• _Written task A_
Print the records word for word, starting with the line that contains "hut in the photo above." and going on through the end of the records. Leave the pictures out.
begin Supplied passage
It never occurred to me for a moment to join the military after high school. Even if my father had had anything good to say about his own service, I'd seen enough of who was in there, & how things worked. Whatever I did, I knew, I wanted to be in some social niche in which there was room for eccentricity, for the intellectual & the aesthetic; and God knows I didn't see that space anywhere in the military. Let's be frank, as well: I was pretty damned sure I wouldn't be able to handle the discipline, or put up with the bullshit.
A bunch of my friends went into the military. For many of them, it was their only choice; they'd screwed up so badly in high school they couldn't get into college, or they needed to start earning money right away. Some of the brightest guys I knew in high school wound up enlisting, for one reason or another. I don't blame their choice; but I don't envy them either, or particularly admire them for it.
When Veterans Day comes around, when the flags get trotted out and the tear-jerking videos get played, I get all uncomfortable. I hate what the last administration did thru its lies to the 4000+ soldiers who died in Iraq, and to the uncounted thousands of others who've come home maimed & damaged, physically, mentally, & spiritually. I hate that this was done in my name, to "protect" me. And I hate the rhetoric of "service" and the high-flown cant of "sacrifice," which all too often is a tool to drag patriotic young people into a job in which they will never be adequately compensated for the risks they run on behalf of cowardly & calculating politicians. But on Veterans Day, I can't help recalling Ruskin's words, in
Unto This Last, on the moral distinction between soldiers and merchants:
Philosophically, it does not, at first, sight, appear reasonable (many writers have endeavoured to prove it unreasonable) that a peaceable and rational person, whose trade is buying and selling, should be held in less honour than an unpeaceable and often irrational person, whose trade is slaying. Nevertheless, the consent of mankind has always, in spite of the philosophers, given precedence to the soldier.
end Supplied passage
begin Material provided
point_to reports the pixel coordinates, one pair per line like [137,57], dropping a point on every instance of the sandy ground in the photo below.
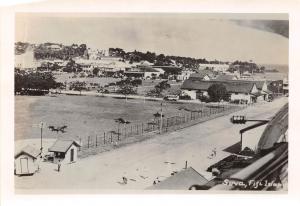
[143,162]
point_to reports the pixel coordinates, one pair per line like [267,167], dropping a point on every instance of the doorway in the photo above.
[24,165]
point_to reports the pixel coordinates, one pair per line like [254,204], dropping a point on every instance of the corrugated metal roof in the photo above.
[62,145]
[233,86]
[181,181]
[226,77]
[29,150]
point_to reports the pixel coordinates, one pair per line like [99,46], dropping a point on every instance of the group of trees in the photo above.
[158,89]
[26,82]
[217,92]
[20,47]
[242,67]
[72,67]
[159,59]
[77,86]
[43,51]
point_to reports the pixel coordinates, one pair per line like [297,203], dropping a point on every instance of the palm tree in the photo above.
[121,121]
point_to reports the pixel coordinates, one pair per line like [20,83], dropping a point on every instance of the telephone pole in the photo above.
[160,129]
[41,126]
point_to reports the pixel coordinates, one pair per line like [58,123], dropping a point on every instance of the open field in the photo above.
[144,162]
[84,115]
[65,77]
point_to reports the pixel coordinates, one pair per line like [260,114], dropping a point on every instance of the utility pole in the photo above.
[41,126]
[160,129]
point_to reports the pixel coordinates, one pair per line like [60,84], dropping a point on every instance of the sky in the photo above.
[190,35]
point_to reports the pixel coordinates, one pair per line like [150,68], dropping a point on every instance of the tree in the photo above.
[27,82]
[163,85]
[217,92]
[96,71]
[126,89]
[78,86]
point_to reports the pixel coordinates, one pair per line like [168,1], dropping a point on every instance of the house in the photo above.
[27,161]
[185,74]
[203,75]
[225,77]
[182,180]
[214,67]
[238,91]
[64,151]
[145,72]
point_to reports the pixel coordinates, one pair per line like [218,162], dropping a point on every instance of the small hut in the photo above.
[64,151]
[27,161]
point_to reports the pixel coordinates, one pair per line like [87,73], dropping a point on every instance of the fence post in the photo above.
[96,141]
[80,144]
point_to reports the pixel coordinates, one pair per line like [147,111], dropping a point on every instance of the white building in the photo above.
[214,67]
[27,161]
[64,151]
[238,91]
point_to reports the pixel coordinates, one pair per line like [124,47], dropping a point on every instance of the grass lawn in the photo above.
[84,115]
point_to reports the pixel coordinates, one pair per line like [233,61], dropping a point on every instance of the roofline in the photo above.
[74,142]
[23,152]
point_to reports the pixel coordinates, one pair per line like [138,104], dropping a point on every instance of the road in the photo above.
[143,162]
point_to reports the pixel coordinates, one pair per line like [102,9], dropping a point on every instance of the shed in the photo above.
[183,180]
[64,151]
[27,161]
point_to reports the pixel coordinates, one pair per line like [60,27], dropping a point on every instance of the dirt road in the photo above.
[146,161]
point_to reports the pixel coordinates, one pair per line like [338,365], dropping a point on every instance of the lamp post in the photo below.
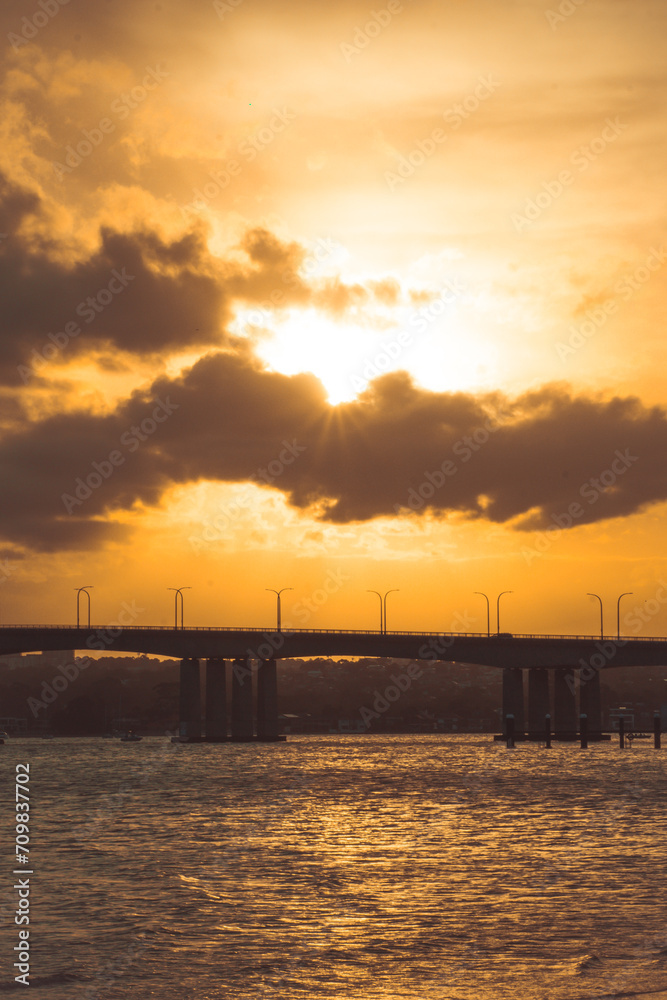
end Material provided
• _Written task B_
Output the passage on military service and Veterans Day again, word for word.

• _Full solution A_
point_to reports the pixel coordinates, one pair per line like [218,162], dropping a point on every instance of the small hut in the photo above.
[64,151]
[27,161]
point_to reports the pixel coordinates, one pair per line like [87,73], dropping a point on every instance of the fence post in the photo above.
[96,141]
[80,144]
point_to reports the pixel coordinates, one pair per line like [147,111], dropping a point on every instance of the white building in the photo above.
[214,67]
[27,161]
[64,151]
[238,91]
point_to reports the pixel coordinates, one pair per line like [124,47], dropping a point on every instance of the grass lawn in the photo above.
[84,115]
point_to reports the pixel coordinates, one pair per line like [233,61], dropping a point on every instance of the roofline in the photo above.
[74,142]
[23,152]
point_to reports the pixel coordinates, one pair per line like [138,104], dropping a point on every instance of the road in the photo above.
[143,162]
point_to reports the pixel coordinates, one pair per line like [102,9], dropping a point on every instance of the shed in the photo above.
[183,180]
[64,151]
[27,161]
point_to reports the pixel coordinates, one pair per line like [60,27], dropping a point on every instance of the dirt road in the photo above.
[146,161]
point_to reports the pixel coordinates, one pair per line like [338,365], dropping a point on every instance of the lamp post in the photo below.

• _Full solution B_
It never occurred to me for a moment to join the military after high school. Even if my father had had anything good to say about his own service, I'd seen enough of who was in there, & how things worked. Whatever I did, I knew, I wanted to be in some social niche in which there was room for eccentricity, for the intellectual & the aesthetic; and God knows I didn't see that space anywhere in the military. Let's be frank, as well: I was pretty damned sure I wouldn't be able to handle the discipline, or put up with the bullshit.
A bunch of my friends went into the military. For many of them, it was their only choice; they'd screwed up so badly in high school they couldn't get into college, or they needed to start earning money right away. Some of the brightest guys I knew in high school wound up enlisting, for one reason or another. I don't blame their choice; but I don't envy them either, or particularly admire them for it.
When Veterans Day comes around, when the flags get trotted out and the tear-jerking videos get played, I get all uncomfortable. I hate what the last administration did thru its lies to the 4000+ soldiers who died in Iraq, and to the uncounted thousands of others who've come home maimed & damaged, physically, mentally, & spiritually. I hate that this was done in my name, to "protect" me. And I hate the rhetoric of "service" and the high-flown cant of "sacrifice," which all too often is a tool to drag patriotic young people into a job in which they will never be adequately compensated for the risks they run on behalf of cowardly & calculating politicians. But on Veterans Day, I can't help recalling Ruskin's words, in
Unto This Last, on the moral distinction between soldiers and merchants:
Philosophically, it does not, at first, sight, appear reasonable (many writers have endeavoured to prove it unreasonable) that a peaceable and rational person, whose trade is buying and selling, should be held in less honour than an unpeaceable and often irrational person, whose trade is slaying. Nevertheless, the consent of mankind has always, in spite of the philosophers, given precedence to the soldier.